## [ИСХОДНЫЙ ФРАГМЕНТ]
⁂

Среди задач, поставленных перед собой Мастером, была и такая: необходимо не просто показать крупным планом отдельные фигуры из народа, но «показать их так, чтобы не пропало ни одно драгоценное слово Пушкина» [145, 92]. При этом, по свидетельству Л. С. Рудневой, «режиссер выделил реплики из народа, которые должны были звучать ораториально» [130, 413]. Окончательный итог раздумий Мейерхольда в связи с картиной «Девичье поле. Новодевичий монастырь» следующий: «В счастливом сочетании двух планов — видимого и невидимого, передающего неслыханный вопль толпы, — мы не уроним ни одной строчки из текста, мобилизуем фантазию зрителя, полностью сохраним действующих, говорящих на сцене лиц, как своеобразных корифеев толпы, донесем величайшую иронию поэта. Для видимого — необходима прозрачность сцены, увеличительное стекло, которое позволило бы до мельчайших мимических деталей воспринять игру каждого персонажа, максимально приблизив его к зрителю» (курсив мой. — А. Р. ) [145, 92].

Прием сочетания фигур и фона позволил Мастеру парадоксально сочетать в своем замысле казалось бы несоединимые качества — камерность постановки и одновременно ее эпичность, размах, масштабность.

⁂

(Записи из коллекции)
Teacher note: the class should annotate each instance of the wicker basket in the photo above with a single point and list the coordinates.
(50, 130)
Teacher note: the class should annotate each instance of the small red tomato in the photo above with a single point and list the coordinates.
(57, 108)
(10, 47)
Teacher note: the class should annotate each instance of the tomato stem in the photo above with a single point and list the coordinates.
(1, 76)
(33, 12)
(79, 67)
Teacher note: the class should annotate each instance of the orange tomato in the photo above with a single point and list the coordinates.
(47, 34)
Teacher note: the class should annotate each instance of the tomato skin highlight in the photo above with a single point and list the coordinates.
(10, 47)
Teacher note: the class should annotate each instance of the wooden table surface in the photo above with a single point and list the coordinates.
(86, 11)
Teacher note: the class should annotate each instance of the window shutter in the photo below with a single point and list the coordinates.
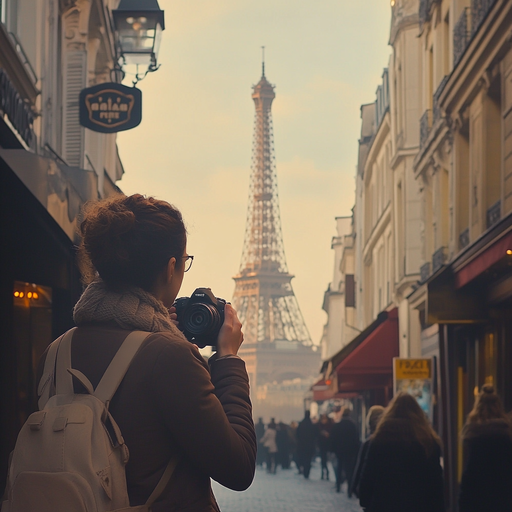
(350, 291)
(73, 133)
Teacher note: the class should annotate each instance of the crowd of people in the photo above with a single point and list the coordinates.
(399, 467)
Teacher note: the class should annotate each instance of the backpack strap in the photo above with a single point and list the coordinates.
(46, 386)
(119, 365)
(63, 379)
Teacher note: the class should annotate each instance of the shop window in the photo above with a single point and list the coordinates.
(32, 334)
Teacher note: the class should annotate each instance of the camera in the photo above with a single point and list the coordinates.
(200, 316)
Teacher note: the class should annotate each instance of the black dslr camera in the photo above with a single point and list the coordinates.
(200, 316)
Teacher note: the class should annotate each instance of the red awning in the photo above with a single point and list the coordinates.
(484, 260)
(325, 390)
(370, 364)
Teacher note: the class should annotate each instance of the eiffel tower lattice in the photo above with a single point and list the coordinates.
(263, 294)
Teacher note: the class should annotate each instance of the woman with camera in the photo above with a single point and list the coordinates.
(171, 404)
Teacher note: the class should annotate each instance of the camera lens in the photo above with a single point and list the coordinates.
(201, 319)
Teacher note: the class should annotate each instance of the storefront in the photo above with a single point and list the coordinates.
(362, 371)
(471, 301)
(39, 281)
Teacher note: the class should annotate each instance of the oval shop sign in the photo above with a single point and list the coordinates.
(110, 107)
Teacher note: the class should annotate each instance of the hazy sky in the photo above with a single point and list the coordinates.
(193, 147)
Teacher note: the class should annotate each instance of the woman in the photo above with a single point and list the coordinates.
(402, 471)
(486, 484)
(372, 419)
(269, 442)
(170, 404)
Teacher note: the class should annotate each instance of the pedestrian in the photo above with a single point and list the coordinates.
(306, 440)
(372, 419)
(345, 445)
(292, 433)
(283, 445)
(261, 455)
(269, 442)
(171, 403)
(486, 484)
(324, 427)
(402, 471)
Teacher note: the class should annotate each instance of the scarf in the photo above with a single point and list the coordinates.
(132, 309)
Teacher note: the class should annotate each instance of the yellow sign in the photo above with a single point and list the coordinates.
(413, 368)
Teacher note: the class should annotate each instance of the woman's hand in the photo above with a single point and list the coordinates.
(174, 316)
(230, 335)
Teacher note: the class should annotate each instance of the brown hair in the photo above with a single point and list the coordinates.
(404, 419)
(128, 240)
(487, 407)
(373, 417)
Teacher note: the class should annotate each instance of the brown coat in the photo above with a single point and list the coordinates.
(169, 404)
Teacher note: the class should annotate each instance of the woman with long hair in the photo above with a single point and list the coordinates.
(171, 404)
(486, 484)
(375, 412)
(402, 470)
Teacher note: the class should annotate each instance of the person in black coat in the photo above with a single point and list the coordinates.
(261, 455)
(486, 484)
(372, 419)
(324, 427)
(402, 471)
(345, 445)
(306, 437)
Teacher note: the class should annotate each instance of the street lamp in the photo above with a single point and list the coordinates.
(139, 25)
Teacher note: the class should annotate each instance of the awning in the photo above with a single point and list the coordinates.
(325, 390)
(369, 361)
(484, 260)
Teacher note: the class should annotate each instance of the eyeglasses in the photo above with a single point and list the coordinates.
(188, 262)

⁂

## [ЗАДАНИЯ]
1: Какие реплики, по свидетельству Л. С. Рудневой, выделил режиссер, согласно исходному фрагменту?
2: Определите, соответствуют ли исходному фрагменту следующие утверждения, и подтвердите каждый ответ точной цитатой: (a) Мастер хотел показать фигуры из народа так, чтобы не пропало ни одно слово Пушкина; (b) для видимого плана Мейерхольд считал необходимой затемненную сцену; (c) прием сочетания фигур и фона позволил сочетать камерность постановки с ее эпичностью.
3: Верните без изменений отрывок исходного фрагмента, начиная со слов «Прием сочетания фигур» и заканчивая словами «эпичность, размах, масштабность.».
Записи никак не связаны с исходным фрагментом.

## [ИТОГОВЫЕ ОТВЕТЫ]
1: Реплики из народа, которые должны были звучать ораториально.

2:
(a) Да: «показать их так, чтобы не пропало ни одно драгоценное слово Пушкина».
(b) Нет: «Для видимого — необходима прозрачность сцены».
(c) Да: «камерность постановки и одновременно ее эпичность, размах, масштабность».

3:
Прием сочетания фигур и фона позволил Мастеру парадоксально сочетать в своем замысле казалось бы несоединимые качества — камерность постановки и одновременно ее эпичность, размах, масштабность.